— Task statement —
Reproduce every line of the material below verbatim.

— Given records —
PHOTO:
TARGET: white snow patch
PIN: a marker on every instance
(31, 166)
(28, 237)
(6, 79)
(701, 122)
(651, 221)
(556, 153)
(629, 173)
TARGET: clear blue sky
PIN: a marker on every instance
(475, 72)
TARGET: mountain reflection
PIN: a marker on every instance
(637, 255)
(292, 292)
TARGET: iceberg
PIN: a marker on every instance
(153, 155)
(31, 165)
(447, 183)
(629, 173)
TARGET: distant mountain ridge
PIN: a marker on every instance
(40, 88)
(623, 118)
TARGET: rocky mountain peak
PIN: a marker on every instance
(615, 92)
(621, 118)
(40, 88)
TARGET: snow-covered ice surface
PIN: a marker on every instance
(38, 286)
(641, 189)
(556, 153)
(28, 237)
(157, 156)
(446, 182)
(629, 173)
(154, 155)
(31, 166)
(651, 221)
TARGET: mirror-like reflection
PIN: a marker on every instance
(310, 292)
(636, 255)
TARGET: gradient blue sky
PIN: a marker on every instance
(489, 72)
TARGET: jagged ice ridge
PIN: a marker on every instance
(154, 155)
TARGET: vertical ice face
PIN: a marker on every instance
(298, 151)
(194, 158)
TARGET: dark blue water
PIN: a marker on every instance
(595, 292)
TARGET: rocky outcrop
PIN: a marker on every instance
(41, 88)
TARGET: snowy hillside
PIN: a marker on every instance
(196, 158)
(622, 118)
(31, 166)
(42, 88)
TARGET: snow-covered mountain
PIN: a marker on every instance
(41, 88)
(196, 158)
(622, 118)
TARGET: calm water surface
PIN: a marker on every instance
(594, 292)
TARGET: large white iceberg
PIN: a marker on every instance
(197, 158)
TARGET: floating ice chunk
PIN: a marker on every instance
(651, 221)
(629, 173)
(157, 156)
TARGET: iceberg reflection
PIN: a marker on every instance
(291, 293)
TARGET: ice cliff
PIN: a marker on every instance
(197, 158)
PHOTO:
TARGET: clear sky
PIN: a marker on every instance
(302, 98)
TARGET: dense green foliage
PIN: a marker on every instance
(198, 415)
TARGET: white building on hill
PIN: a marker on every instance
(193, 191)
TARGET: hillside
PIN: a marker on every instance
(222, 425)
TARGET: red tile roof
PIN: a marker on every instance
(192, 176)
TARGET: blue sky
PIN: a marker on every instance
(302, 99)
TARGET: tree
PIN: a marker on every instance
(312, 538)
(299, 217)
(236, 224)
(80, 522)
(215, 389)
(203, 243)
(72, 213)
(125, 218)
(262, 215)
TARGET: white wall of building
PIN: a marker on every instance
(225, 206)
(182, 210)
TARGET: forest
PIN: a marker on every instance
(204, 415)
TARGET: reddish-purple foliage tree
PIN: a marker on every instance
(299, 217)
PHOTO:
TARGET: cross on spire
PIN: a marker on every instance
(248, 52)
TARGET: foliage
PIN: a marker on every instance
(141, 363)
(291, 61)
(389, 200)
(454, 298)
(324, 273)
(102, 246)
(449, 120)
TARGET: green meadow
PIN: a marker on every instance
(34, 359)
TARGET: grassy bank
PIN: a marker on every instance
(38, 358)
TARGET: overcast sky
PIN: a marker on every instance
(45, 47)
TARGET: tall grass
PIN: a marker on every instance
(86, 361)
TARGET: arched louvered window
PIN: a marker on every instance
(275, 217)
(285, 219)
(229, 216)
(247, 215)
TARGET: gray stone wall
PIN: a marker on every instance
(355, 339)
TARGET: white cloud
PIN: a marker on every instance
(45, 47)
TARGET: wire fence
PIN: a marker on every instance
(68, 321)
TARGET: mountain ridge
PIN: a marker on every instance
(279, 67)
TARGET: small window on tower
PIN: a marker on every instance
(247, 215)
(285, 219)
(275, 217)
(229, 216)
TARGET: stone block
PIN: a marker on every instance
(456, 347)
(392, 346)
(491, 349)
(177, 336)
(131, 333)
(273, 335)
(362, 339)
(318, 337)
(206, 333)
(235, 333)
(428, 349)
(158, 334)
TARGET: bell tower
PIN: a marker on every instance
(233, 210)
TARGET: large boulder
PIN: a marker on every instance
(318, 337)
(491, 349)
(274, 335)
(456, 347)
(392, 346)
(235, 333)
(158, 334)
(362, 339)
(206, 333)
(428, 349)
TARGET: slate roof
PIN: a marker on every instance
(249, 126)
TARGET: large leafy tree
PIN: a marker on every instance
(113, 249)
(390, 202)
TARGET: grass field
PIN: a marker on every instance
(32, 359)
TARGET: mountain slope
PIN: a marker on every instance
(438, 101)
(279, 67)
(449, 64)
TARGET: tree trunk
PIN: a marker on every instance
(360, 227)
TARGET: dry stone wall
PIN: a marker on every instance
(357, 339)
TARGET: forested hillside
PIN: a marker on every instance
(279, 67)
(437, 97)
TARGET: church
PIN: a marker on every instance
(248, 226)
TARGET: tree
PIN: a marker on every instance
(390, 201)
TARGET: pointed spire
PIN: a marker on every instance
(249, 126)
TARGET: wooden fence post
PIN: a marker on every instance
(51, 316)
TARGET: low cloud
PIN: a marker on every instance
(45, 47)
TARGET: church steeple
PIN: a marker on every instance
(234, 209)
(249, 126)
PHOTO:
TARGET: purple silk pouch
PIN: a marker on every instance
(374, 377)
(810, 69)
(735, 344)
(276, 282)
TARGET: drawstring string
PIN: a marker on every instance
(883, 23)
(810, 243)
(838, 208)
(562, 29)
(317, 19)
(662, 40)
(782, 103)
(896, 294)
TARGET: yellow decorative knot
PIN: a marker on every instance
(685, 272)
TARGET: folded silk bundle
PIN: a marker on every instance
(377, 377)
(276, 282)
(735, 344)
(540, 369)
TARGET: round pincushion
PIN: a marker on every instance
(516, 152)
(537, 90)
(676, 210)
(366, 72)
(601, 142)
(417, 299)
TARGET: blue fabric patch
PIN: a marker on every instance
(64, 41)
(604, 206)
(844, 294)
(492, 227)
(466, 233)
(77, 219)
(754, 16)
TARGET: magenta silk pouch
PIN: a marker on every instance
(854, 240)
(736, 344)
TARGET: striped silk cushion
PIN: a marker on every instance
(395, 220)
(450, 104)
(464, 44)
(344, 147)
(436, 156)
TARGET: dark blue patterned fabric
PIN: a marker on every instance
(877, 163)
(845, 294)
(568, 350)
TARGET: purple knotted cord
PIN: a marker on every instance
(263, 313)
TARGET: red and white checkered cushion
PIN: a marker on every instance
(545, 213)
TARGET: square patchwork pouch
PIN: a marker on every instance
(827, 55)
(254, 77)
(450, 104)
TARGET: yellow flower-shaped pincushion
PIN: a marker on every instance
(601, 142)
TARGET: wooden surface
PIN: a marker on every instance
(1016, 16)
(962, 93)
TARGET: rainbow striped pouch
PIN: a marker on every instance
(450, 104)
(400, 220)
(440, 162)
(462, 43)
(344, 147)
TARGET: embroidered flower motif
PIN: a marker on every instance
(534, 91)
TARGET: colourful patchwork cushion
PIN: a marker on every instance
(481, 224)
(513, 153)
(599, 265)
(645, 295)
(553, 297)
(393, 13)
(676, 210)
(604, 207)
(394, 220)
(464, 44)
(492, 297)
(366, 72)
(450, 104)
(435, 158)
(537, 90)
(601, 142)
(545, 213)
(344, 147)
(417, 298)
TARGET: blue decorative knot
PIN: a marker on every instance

— Answer to the exercise —
PHOTO:
TARGET: white snow patch
PIN: a marker on every instance
(31, 166)
(28, 237)
(6, 79)
(701, 122)
(651, 221)
(556, 153)
(629, 173)
TARGET: clear blue sky
PIN: a marker on every instance
(475, 72)
TARGET: mountain reflection
PIN: a marker on every instance
(637, 255)
(292, 292)
TARGET: iceberg
PIN: a marker on every instance
(153, 155)
(31, 165)
(447, 183)
(629, 173)
TARGET: distant mountain ridge
PIN: a marker on every instance
(40, 88)
(623, 118)
TARGET: rocky mountain peak
PIN: a marker on every instance
(615, 92)
(621, 118)
(40, 88)
TARGET: snow-covered ice surface
PIN: a marker on every instance
(38, 286)
(641, 189)
(556, 153)
(28, 237)
(157, 156)
(446, 182)
(629, 173)
(154, 155)
(31, 166)
(651, 221)
TARGET: mirror-like reflection
PIN: a marker on every instance
(310, 292)
(636, 255)
TARGET: gradient blue sky
PIN: a marker on every instance
(489, 72)
TARGET: jagged ice ridge
PIN: a marker on every instance
(154, 155)
TARGET: vertical ice face
PIN: a marker on every instance
(298, 151)
(194, 158)
TARGET: dark blue water
PIN: a marker on every instance
(595, 292)
TARGET: rocky outcrop
PIN: a marker on every instance
(41, 88)
TARGET: snowy hillside
PIN: a marker on every instance
(196, 158)
(622, 118)
(31, 166)
(42, 88)
TARGET: snow-covered mountain
PIN: a marker on every instance
(41, 88)
(196, 158)
(622, 118)
TARGET: calm water surface
PIN: a marker on every instance
(594, 292)
TARGET: large white iceberg
PIN: a marker on every instance
(197, 158)
TARGET: floating ice chunk
PIN: a marker on every instance
(651, 221)
(629, 173)
(157, 156)
TARGET: iceberg reflection
PIN: a marker on every instance
(291, 293)
TARGET: ice cliff
PIN: a marker on every instance
(197, 158)
PHOTO:
TARGET: clear sky
PIN: a marker on every instance
(302, 98)
TARGET: dense green foliage
PIN: a marker on every instance
(198, 415)
TARGET: white building on hill
PIN: a marker on every instance
(193, 191)
TARGET: hillside
PIN: a marker on every instance
(222, 425)
TARGET: red tile roof
PIN: a marker on every instance
(192, 176)
TARGET: blue sky
PIN: a marker on every instance
(302, 99)
TARGET: tree
PIN: a marker on every instance
(312, 538)
(299, 217)
(236, 224)
(80, 522)
(215, 389)
(203, 243)
(72, 213)
(125, 218)
(262, 215)
TARGET: white wall of building
PIN: a marker on every instance
(225, 206)
(182, 210)
TARGET: forest
PIN: a marker on every instance
(204, 415)
TARGET: reddish-purple foliage tree
PIN: a marker on every instance
(299, 217)
PHOTO:
TARGET: cross on spire
PIN: a marker on every instance
(248, 52)
TARGET: foliage
PIN: a marker on every instance
(141, 363)
(291, 61)
(389, 200)
(454, 298)
(324, 273)
(102, 246)
(449, 120)
TARGET: green meadow
PIN: a marker on every instance
(34, 359)
TARGET: grassy bank
PIN: a marker on every instance
(38, 358)
TARGET: overcast sky
PIN: a marker on every instance
(45, 47)
TARGET: tall grass
PIN: a marker on every instance
(86, 361)
TARGET: arched louvered window
PIN: a marker on every instance
(275, 217)
(285, 219)
(229, 216)
(247, 215)
TARGET: gray stone wall
PIN: a marker on every instance
(355, 339)
TARGET: white cloud
PIN: a marker on every instance
(45, 47)
TARGET: wire fence
PIN: a marker on every instance
(68, 321)
TARGET: mountain ridge
PIN: a marker on every instance
(279, 67)
TARGET: small window on tower
PIN: a marker on every instance
(247, 215)
(285, 219)
(275, 217)
(229, 216)
TARGET: stone block
PIN: a marker on every instance
(456, 347)
(392, 346)
(491, 349)
(177, 336)
(131, 333)
(273, 335)
(362, 339)
(318, 337)
(206, 333)
(235, 333)
(428, 349)
(158, 334)
TARGET: bell tower
PIN: a marker on every instance
(233, 210)
TARGET: large boulder
PIN: a marker on every instance
(318, 337)
(491, 349)
(274, 335)
(456, 347)
(392, 346)
(235, 333)
(158, 334)
(362, 339)
(206, 333)
(428, 349)
TARGET: slate roof
PIN: a marker on every instance
(249, 126)
TARGET: large leafy tree
PIN: a marker on every instance
(113, 249)
(390, 202)
TARGET: grass field
PIN: a marker on every instance
(32, 359)
TARGET: mountain slope
PIN: a marker on every instance
(438, 101)
(279, 67)
(449, 64)
TARGET: tree trunk
PIN: a marker on every instance
(360, 227)
TARGET: dry stone wall
PIN: a marker on every instance
(357, 339)
TARGET: forested hillside
PIN: a marker on every instance
(279, 67)
(437, 97)
TARGET: church
PIN: a marker on every instance
(248, 226)
TARGET: tree
PIN: a marker on every instance
(390, 201)
TARGET: pointed spire
PIN: a marker on every instance
(249, 126)
TARGET: wooden fence post
PIN: a marker on every instance
(51, 316)
TARGET: low cloud
PIN: a marker on every instance
(45, 47)
TARGET: church steeple
PIN: a marker on every instance
(234, 209)
(249, 126)
PHOTO:
TARGET: purple silk pouch
PIN: a marker on every instance
(374, 377)
(810, 69)
(735, 344)
(276, 282)
TARGET: drawstring string
PIN: a marker on every instance
(883, 23)
(810, 243)
(838, 208)
(562, 29)
(317, 19)
(662, 40)
(782, 103)
(896, 294)
TARGET: yellow decorative knot
PIN: a marker on every instance
(685, 272)
TARGET: folded silk bundle
PIN: a marker on every instance
(377, 377)
(276, 282)
(735, 344)
(540, 369)
TARGET: round pincushion
PIN: a marker on every instance
(516, 152)
(537, 90)
(676, 210)
(366, 72)
(601, 142)
(417, 299)
TARGET: blue fabric patch
PIN: a marker on every instance
(64, 41)
(604, 206)
(844, 294)
(492, 227)
(466, 233)
(77, 219)
(754, 16)
TARGET: magenta silk pouch
PIN: a marker on every instance
(854, 240)
(736, 344)
TARGET: striped silk cushion
PIN: a marker on every instance
(395, 220)
(450, 104)
(464, 44)
(344, 147)
(436, 156)
TARGET: dark blue patterned fabric
PIN: a marker on every instance
(877, 163)
(845, 294)
(568, 350)
TARGET: purple knotted cord
PIN: a marker on every instance
(263, 313)
TARGET: red and white checkered cushion
PIN: a marker on every instance
(545, 213)
TARGET: square patchwork pouch
PIN: a marker on every instance
(827, 55)
(254, 77)
(450, 104)
TARGET: yellow flower-shaped pincushion
PIN: a marker on every instance
(601, 142)
TARGET: wooden surface
PIN: a marker on every instance
(1016, 16)
(962, 93)
TARGET: rainbow striped pouch
PIN: a marker on every instance
(450, 104)
(400, 220)
(440, 162)
(462, 43)
(344, 147)
TARGET: embroidered flower motif
PIN: a marker on every instance
(534, 91)
TARGET: colourful patchwork cushion
PIN: a marker on every instance
(481, 224)
(513, 153)
(599, 265)
(645, 295)
(553, 297)
(393, 13)
(676, 210)
(604, 207)
(394, 220)
(464, 44)
(492, 297)
(366, 72)
(450, 104)
(435, 158)
(537, 90)
(601, 142)
(545, 213)
(344, 147)
(417, 298)
TARGET: blue decorative knot
PIN: a marker on every instance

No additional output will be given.